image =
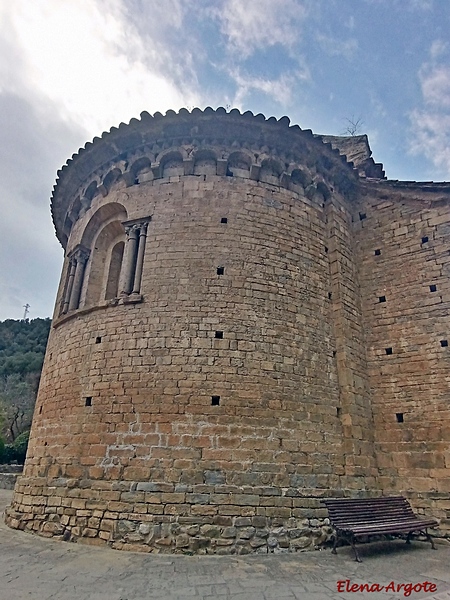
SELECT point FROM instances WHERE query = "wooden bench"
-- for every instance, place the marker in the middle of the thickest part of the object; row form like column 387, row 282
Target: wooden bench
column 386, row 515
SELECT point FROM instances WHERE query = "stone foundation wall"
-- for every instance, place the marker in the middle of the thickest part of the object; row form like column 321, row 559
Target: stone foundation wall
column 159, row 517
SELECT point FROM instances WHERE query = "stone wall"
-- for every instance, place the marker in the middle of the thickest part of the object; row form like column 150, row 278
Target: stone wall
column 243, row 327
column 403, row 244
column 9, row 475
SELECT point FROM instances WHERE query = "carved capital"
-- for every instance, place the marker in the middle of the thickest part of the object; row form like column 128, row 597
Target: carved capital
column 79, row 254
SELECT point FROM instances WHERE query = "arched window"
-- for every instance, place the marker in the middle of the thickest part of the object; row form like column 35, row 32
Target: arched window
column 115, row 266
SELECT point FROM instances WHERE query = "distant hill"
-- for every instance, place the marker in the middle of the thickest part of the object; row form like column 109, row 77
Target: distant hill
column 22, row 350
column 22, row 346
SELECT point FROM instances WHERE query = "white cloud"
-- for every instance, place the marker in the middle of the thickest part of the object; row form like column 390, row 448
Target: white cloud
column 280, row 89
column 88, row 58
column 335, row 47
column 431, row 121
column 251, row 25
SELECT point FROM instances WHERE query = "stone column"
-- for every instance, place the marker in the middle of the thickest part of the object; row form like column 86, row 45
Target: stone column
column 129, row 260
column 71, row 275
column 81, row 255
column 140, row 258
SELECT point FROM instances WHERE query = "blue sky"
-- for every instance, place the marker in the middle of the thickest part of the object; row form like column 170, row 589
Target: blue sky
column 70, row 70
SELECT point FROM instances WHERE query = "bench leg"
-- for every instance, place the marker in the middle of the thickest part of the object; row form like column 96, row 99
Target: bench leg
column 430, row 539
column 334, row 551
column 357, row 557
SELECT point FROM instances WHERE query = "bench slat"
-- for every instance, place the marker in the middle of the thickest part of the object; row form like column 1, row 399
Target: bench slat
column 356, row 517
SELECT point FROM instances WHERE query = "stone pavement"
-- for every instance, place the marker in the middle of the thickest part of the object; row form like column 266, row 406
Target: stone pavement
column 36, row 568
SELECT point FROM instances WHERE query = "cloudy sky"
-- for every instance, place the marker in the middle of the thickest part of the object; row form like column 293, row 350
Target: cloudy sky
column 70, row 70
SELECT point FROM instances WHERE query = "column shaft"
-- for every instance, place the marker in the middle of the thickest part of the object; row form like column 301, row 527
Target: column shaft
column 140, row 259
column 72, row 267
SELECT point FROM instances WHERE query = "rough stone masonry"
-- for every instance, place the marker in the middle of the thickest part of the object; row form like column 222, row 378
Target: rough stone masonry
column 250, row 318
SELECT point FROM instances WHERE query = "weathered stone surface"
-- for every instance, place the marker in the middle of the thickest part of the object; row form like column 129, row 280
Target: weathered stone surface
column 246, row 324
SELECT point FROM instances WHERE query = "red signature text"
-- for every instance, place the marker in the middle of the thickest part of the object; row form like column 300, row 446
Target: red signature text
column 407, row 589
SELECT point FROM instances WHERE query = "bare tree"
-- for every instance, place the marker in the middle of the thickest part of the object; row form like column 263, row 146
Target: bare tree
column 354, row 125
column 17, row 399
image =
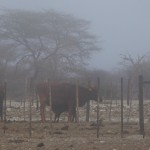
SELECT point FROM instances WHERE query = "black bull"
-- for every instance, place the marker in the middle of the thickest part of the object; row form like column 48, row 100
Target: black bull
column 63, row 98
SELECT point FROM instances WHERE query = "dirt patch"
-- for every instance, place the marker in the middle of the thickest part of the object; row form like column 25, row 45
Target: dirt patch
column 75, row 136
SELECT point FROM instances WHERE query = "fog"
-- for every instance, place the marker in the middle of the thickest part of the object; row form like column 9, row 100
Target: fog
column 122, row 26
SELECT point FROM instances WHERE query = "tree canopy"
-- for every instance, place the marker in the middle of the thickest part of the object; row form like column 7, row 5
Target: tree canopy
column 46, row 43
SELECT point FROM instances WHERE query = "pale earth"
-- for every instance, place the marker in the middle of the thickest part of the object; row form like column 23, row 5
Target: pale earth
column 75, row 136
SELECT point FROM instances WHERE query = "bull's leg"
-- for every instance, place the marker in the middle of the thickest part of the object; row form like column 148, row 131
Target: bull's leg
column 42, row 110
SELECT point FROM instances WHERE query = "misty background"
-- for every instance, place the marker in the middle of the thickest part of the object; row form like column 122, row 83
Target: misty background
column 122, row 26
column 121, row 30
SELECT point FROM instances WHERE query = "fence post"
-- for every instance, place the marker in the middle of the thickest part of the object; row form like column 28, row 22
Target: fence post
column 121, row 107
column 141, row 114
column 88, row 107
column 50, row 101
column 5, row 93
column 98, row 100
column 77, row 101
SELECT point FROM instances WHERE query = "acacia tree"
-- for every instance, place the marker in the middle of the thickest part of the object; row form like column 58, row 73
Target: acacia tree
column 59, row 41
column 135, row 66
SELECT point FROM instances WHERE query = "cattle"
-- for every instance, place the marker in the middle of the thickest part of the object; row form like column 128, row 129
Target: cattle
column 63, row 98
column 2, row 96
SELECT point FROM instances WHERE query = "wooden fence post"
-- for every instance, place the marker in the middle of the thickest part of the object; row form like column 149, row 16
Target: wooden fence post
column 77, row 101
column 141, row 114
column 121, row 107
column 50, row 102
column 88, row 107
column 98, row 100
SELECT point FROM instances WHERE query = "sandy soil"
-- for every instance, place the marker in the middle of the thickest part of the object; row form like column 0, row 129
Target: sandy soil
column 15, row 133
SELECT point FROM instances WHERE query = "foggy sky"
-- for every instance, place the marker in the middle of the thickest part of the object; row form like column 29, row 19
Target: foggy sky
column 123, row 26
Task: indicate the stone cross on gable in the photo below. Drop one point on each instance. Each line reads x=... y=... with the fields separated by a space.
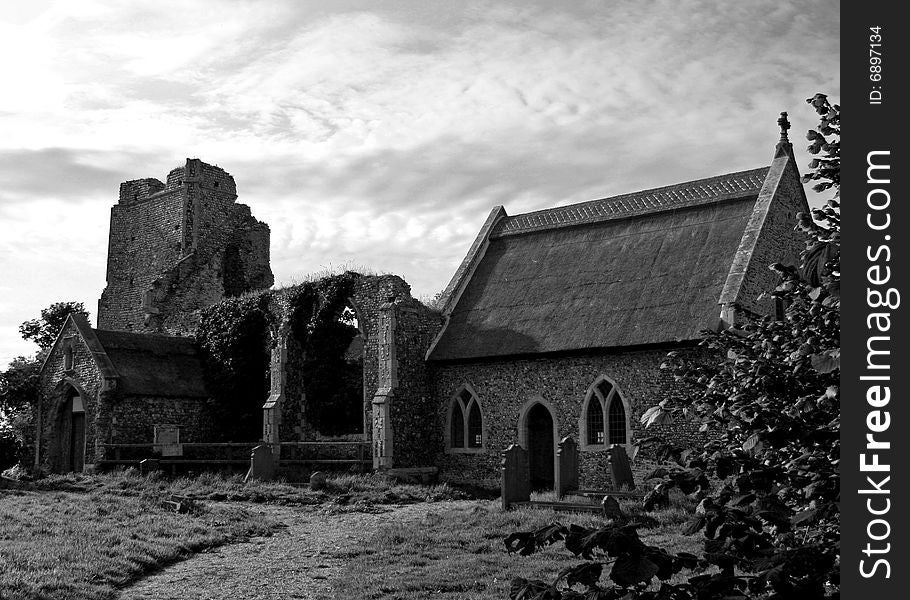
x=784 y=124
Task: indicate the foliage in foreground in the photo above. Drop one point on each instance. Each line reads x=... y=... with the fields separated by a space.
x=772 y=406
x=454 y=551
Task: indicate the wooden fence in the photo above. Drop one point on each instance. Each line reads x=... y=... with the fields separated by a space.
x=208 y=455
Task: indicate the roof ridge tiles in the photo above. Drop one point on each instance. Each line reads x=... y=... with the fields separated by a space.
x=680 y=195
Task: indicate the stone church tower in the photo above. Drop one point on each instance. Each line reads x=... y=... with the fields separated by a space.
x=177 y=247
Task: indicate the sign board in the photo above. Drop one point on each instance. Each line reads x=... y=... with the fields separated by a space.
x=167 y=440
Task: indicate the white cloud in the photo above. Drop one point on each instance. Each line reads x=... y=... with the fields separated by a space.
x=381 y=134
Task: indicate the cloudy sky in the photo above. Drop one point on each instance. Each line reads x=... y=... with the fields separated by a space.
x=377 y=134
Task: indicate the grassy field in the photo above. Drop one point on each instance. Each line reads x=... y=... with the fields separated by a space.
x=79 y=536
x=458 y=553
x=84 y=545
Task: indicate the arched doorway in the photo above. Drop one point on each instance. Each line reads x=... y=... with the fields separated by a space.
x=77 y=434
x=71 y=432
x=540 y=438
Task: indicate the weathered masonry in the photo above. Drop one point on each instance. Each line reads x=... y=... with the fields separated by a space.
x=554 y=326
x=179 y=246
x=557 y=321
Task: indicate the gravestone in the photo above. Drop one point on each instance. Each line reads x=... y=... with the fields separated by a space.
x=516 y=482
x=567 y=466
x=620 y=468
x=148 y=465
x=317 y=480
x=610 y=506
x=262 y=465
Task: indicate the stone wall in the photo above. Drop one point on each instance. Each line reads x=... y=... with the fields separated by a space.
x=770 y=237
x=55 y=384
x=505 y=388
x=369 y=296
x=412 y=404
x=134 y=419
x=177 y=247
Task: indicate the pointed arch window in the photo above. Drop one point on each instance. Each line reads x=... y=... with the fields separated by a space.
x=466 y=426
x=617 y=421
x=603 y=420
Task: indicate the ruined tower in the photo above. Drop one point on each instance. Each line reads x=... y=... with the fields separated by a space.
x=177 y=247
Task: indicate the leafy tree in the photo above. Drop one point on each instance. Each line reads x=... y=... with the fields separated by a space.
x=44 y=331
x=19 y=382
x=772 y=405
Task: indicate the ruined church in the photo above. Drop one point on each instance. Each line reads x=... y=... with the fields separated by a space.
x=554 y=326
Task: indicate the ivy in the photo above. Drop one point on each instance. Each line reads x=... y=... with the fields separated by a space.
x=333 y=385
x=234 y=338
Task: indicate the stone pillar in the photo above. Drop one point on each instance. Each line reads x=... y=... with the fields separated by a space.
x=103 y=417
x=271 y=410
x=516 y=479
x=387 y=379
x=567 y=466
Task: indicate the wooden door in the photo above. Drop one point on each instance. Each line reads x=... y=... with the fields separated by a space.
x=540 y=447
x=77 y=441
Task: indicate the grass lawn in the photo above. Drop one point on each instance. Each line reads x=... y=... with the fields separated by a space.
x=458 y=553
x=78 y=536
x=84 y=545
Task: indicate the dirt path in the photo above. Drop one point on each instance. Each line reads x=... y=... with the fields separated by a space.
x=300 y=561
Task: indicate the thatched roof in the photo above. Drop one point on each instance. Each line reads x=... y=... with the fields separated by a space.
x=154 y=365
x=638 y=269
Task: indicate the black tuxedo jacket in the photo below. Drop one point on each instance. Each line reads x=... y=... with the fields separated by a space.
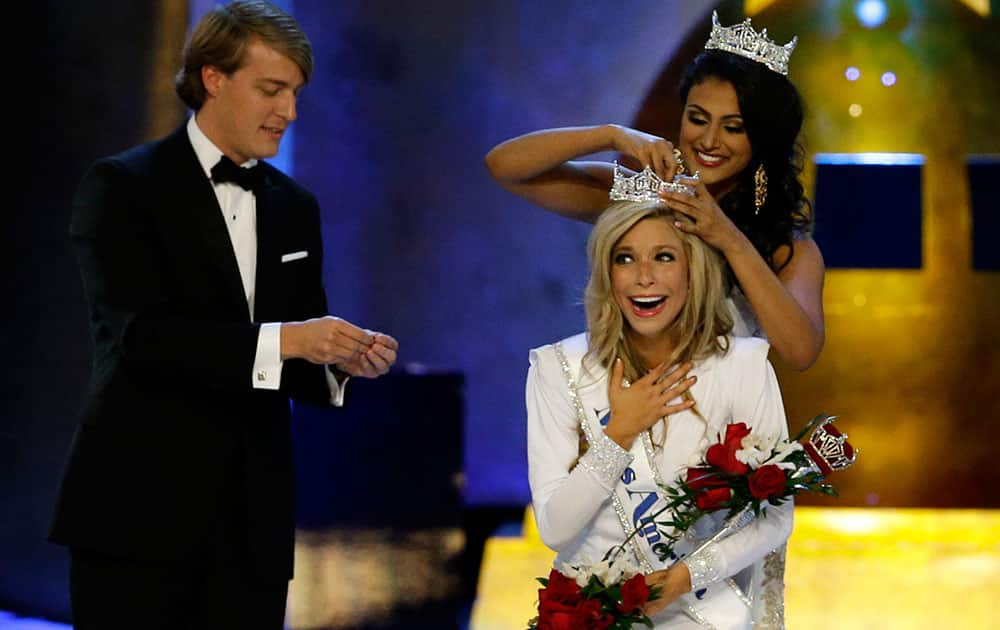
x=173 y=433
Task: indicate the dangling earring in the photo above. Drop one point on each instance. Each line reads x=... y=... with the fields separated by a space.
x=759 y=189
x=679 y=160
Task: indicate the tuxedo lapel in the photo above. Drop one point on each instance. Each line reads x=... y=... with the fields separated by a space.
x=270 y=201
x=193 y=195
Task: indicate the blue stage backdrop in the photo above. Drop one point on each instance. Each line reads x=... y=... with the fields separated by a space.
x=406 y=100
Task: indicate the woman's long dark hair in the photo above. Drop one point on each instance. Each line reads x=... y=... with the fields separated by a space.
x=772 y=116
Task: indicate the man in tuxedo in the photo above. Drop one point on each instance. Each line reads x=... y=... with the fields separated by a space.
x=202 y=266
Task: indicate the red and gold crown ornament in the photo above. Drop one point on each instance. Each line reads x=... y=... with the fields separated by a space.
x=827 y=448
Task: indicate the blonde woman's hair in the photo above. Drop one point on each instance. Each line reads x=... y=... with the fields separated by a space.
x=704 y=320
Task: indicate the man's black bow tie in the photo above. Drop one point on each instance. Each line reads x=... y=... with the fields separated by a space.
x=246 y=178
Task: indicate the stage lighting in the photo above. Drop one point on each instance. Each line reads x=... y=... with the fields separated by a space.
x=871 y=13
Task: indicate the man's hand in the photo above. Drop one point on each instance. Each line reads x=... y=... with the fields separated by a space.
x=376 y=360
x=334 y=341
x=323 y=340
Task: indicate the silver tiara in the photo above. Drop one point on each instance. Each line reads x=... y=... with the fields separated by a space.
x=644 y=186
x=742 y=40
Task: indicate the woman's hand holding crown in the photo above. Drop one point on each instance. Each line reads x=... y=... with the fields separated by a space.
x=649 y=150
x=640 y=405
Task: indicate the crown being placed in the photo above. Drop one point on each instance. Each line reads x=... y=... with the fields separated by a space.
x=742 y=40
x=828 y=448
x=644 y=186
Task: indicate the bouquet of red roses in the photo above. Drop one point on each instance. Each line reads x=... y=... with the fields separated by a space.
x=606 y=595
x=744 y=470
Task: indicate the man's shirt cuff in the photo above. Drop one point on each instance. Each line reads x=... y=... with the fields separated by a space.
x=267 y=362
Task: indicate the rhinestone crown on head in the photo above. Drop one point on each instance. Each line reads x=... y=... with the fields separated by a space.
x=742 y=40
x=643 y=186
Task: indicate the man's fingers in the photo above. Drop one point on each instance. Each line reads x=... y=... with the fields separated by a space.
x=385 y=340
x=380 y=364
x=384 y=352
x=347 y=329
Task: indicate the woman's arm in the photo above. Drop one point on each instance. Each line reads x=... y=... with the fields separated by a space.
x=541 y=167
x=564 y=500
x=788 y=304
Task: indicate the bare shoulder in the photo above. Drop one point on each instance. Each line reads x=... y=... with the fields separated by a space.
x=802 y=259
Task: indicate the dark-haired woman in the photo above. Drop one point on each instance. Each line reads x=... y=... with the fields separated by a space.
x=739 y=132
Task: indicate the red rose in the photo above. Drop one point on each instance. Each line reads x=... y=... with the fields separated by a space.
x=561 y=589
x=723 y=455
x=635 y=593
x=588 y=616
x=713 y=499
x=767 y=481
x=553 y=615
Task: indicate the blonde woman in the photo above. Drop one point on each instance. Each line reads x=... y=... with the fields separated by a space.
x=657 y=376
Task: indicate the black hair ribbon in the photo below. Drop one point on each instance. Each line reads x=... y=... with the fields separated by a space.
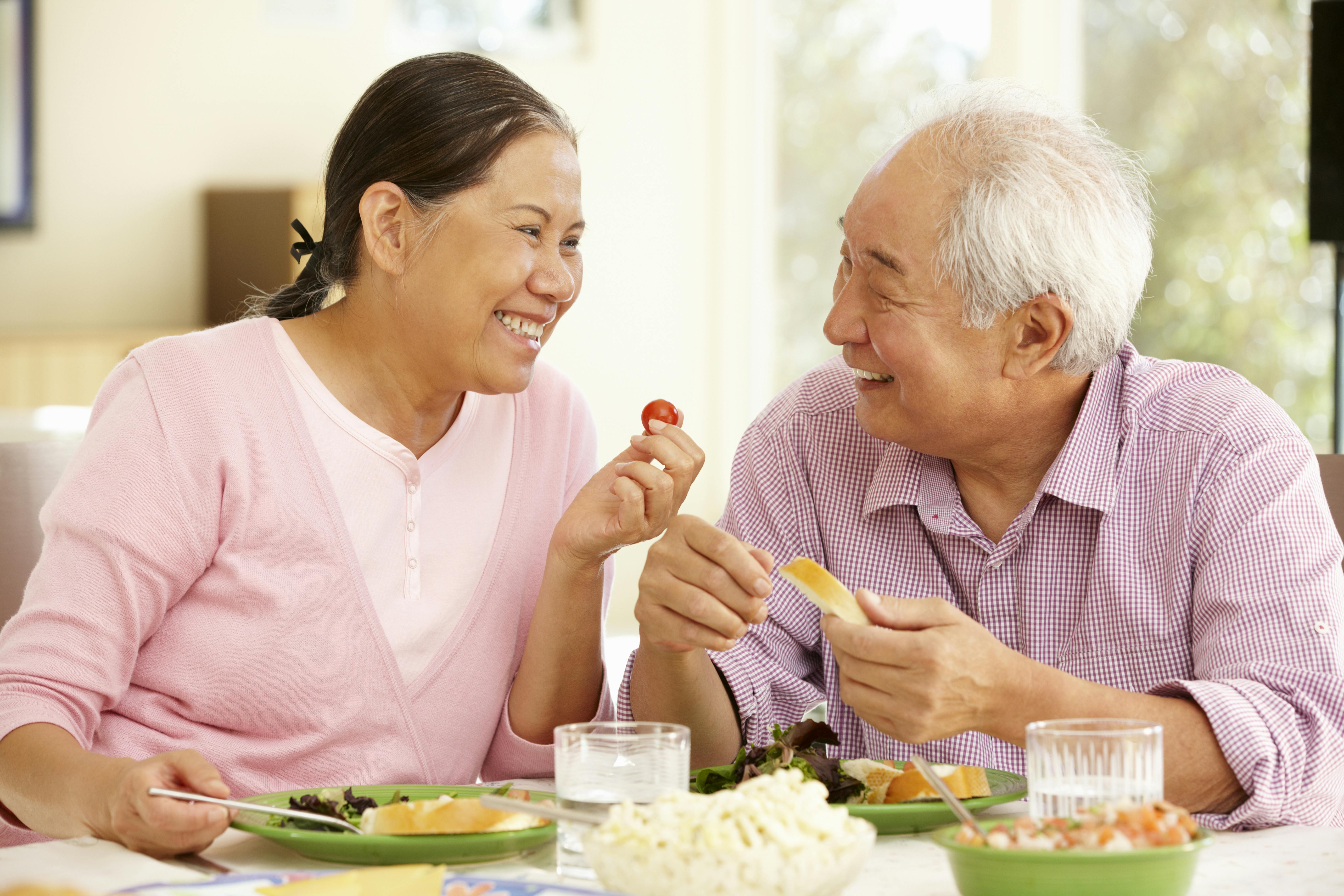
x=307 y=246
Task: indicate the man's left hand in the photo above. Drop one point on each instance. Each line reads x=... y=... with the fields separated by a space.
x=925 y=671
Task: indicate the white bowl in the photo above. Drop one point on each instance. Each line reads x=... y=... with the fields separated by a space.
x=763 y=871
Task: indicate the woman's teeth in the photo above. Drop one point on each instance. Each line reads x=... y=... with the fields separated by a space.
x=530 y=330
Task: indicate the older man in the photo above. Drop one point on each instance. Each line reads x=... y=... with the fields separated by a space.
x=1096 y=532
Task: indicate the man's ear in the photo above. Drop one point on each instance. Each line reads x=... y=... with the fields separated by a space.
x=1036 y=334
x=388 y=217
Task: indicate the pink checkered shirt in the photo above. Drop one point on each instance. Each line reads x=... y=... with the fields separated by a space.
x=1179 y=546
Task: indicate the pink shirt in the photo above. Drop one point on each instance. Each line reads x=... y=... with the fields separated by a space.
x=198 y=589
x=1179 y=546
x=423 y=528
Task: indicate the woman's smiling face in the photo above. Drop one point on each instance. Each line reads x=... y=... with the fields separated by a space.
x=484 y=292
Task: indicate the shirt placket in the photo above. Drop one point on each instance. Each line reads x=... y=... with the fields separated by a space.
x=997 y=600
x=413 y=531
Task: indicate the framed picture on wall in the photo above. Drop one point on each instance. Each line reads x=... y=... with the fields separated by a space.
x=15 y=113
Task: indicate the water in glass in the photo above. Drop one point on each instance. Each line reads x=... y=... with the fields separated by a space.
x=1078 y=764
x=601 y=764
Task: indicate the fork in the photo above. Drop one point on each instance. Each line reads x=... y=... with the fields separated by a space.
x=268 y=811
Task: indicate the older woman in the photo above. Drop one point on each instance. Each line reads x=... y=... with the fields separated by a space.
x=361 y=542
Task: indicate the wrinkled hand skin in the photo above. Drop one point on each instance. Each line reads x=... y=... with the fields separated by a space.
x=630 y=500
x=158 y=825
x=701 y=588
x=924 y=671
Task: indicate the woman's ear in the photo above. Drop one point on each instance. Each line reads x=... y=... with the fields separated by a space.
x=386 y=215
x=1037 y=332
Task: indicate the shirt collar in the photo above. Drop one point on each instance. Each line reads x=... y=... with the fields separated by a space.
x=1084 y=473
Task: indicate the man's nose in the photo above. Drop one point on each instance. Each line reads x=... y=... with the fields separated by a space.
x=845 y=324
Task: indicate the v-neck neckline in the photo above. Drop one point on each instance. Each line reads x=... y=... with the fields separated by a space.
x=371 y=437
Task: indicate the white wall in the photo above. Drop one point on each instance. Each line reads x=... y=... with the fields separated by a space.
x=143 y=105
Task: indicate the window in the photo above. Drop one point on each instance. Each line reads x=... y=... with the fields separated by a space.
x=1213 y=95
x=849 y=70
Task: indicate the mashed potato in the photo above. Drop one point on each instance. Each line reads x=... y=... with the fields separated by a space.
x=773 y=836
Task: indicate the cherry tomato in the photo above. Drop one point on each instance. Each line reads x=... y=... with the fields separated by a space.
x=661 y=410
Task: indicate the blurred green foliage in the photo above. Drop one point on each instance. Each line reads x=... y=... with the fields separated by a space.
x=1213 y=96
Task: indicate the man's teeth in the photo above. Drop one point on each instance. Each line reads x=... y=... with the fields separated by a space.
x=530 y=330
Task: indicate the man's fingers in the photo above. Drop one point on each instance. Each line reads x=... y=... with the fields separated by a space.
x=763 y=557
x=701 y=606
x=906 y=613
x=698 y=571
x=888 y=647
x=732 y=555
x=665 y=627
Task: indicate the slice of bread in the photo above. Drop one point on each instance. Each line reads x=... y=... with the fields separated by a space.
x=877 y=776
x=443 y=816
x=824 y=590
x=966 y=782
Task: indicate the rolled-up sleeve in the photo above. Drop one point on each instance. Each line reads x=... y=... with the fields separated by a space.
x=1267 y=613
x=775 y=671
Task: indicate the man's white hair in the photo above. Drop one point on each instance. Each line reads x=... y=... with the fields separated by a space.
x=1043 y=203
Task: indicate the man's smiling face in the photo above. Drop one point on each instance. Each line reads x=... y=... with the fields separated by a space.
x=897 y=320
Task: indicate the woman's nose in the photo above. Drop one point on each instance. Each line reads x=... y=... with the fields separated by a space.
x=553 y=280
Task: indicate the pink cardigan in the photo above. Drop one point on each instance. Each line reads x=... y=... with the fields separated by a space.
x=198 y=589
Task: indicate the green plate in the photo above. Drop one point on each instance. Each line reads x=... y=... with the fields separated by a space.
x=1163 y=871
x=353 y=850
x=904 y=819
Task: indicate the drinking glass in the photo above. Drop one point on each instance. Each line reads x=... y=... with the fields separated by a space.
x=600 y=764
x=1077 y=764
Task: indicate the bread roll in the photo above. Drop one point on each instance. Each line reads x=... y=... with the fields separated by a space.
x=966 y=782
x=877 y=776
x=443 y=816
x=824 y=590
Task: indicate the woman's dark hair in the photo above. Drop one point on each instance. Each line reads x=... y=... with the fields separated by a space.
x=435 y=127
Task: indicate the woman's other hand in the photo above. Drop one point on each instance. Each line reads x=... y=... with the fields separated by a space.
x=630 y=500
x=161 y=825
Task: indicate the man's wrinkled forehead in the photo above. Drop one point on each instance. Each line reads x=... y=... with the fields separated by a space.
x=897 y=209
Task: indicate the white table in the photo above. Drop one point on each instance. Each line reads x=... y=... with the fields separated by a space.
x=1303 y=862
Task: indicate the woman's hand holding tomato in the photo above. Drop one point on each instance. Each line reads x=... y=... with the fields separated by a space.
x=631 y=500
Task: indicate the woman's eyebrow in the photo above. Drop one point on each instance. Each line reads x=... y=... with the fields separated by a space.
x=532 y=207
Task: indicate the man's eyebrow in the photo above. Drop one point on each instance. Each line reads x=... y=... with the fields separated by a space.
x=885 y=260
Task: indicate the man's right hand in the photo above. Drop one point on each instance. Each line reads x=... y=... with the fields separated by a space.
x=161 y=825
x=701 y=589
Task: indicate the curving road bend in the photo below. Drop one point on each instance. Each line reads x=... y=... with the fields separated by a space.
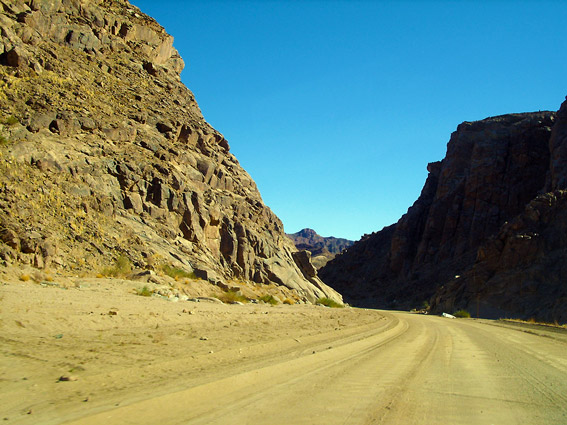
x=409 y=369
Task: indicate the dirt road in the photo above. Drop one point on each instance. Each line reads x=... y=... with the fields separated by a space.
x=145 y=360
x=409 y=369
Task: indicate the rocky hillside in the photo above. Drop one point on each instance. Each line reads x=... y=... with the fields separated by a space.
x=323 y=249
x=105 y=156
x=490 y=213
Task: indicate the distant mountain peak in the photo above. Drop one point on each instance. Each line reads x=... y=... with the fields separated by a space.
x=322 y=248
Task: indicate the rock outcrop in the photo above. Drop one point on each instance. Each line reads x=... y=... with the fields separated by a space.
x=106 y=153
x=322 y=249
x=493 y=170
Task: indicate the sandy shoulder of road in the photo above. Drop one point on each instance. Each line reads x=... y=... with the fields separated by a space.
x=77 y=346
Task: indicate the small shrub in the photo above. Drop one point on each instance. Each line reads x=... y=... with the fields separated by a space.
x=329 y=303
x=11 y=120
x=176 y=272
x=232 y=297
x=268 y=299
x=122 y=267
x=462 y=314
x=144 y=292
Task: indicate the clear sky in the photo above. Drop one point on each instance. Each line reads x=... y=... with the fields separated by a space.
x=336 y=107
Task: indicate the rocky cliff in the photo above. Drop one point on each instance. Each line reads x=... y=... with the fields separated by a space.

# # # # #

Task instructions: Return the material line for line, from its beginning to the line that contains "390, row 448", with the pictures left out.

Reply:
image =
SELECT point FROM instances WHERE query = "wooden bench"
-- for every instance, place the marker in the middle of the thickest part of the object; row form like column 387, row 282
Target: wooden bench
column 386, row 515
SELECT point FROM instances WHERE query = "stone foundation wall"
-- for every instance, place the marker in the middle of the thickest part of the object; row form like column 321, row 559
Target: stone foundation wall
column 159, row 517
SELECT point FROM instances WHERE query = "stone wall"
-- for every instance, place the marker in the middle of the thickest part of the object; row form like column 150, row 278
Target: stone wall
column 243, row 327
column 403, row 244
column 9, row 475
SELECT point FROM instances WHERE query = "carved capital"
-- for every instance, place the marker in the middle of the thickest part of the object; row form like column 128, row 597
Target: carved capital
column 79, row 254
SELECT point FROM instances WHERE query = "arched window"
-- for every instance, place the marker in the middle of the thickest part of the object; row form like column 35, row 32
Target: arched window
column 115, row 266
SELECT point FROM instances WHERE query = "distant hill"
-- for every instance, place the marker in the middle of the thickest part of the object; row form like column 109, row 77
Target: distant hill
column 22, row 350
column 22, row 346
SELECT point FROM instances WHERE query = "white cloud"
-- for every instance, place the marker in the middle of the thickest part of the object; row form like column 390, row 448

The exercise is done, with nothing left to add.